begin Extracted text
Let’s dig deeper into the emotional impact of being raised by a narcissistic parent, and what you can do about it now to make a change.
Low Self-Esteem
One of the biggest issues people with narcissistic parents tend to face is a negative perception of themselves. Everyone struggles with low self-esteem now and then. But, if it’s something that never leaves you, it’s important to ask yourself why.
Do you think your feelings don’t matter? Are you flawed, not good enough, or somehow unworthy of care? It’s not uncommon for children of narcissistic parents to believe the negative things their parents said about them or the messages that were conveyed throughout childhood.
You might even look back and try to blame yourself for your parent’s behavior. If you think you could have done something differently, or if you tend to do whatever your parents want now to gain their approval, it’s a major red flag that they were more concerned about themselves than you throughout your childhood.
People-Pleasing
It’s likely not just your parents that you want to impress or make happy. You might be a people-pleaser, in general. While there’s nothing wrong with wanting to help others, when you make sacrifices that are detrimental to your own well-being, it’s a problem.
end Extracted text
What you need to do:
(1) Answer these questions about the text on narcissistic parents.
(a) What does the text name as one of the biggest issues people with narcissistic parents tend to face?
(b) What does the text call it if you tend to do whatever your parents want now to gain their approval?
(c) According to the text, when does wanting to help others become a problem?
(2) Pick up the text on narcissistic parents right after its last sentence and continue it.
The entries that follow were taken from a different source than the text on narcissistic parents.
begin Raw records
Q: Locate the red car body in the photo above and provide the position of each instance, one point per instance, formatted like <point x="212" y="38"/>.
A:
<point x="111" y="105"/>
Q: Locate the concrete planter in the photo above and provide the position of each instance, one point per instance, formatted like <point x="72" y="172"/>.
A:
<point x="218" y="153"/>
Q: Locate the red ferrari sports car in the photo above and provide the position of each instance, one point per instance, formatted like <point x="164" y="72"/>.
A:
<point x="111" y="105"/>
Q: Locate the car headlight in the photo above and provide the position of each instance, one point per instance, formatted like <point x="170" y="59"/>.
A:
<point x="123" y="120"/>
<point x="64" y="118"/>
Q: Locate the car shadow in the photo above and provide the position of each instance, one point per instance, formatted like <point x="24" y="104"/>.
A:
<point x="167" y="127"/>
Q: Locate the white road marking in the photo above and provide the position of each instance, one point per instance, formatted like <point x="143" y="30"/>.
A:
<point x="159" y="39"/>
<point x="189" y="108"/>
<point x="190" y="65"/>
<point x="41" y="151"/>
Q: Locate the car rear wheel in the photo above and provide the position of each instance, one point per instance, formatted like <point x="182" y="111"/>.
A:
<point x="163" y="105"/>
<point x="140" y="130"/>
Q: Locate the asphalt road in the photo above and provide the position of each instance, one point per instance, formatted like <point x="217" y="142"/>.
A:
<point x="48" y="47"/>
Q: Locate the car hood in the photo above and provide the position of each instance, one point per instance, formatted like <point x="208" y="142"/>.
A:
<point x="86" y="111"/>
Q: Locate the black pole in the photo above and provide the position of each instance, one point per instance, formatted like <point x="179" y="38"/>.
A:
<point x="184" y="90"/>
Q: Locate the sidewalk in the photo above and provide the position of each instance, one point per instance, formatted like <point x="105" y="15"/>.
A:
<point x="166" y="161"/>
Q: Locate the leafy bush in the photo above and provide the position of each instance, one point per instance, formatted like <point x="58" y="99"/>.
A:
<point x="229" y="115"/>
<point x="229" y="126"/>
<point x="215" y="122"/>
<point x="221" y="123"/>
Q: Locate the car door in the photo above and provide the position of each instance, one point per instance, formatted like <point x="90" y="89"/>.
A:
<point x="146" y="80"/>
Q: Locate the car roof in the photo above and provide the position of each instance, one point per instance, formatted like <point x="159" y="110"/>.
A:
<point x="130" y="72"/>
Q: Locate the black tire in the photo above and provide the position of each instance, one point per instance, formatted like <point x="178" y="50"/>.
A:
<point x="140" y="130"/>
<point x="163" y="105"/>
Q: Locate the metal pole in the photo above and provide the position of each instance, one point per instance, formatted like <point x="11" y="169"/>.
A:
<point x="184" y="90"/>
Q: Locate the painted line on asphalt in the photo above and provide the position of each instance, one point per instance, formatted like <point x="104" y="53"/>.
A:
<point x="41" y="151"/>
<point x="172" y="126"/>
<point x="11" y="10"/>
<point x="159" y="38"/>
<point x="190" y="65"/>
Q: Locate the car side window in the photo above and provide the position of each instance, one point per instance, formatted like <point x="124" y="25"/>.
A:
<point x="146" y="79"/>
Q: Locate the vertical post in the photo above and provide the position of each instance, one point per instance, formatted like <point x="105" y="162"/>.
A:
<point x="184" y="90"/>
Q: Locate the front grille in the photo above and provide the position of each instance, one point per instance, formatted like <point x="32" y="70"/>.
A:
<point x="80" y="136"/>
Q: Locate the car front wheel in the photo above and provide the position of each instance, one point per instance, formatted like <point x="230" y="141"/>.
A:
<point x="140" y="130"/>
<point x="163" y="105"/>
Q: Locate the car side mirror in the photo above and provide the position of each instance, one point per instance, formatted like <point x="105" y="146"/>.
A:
end Raw records
Responses in order:
(1)
(a) A negative perception of themselves.
(b) A major red flag.
(c) When you make sacrifices that are detrimental to your own well-being.

(2)
You have to prioritize your own needs first. If you feel like you need to gain approval from others by going out of your way to do things for them, you have to ask yourself where that idea might come from.
Codependency
The reason why so many people raised by narcissists tend to want to please others is because they crave validation.
If your feelings were ignored or invalidated as a child, you might be willing to do whatever it takes to feel valued as an adult. Unfortunately, this can lead to codependent relationships. Codependency often causes unhealthy imbalances in a relationship, and can open you up to physical or emotional abuse.
Mental Health Issues
Constantly worrying about not being good enough, struggling with low self-esteem, and feeling a bit hopeless about what the future holds can be overwhelming, to say the least. As a result, it’s easy for those raised by a narcissistic parent to develop mental health issues like anxiety and depression.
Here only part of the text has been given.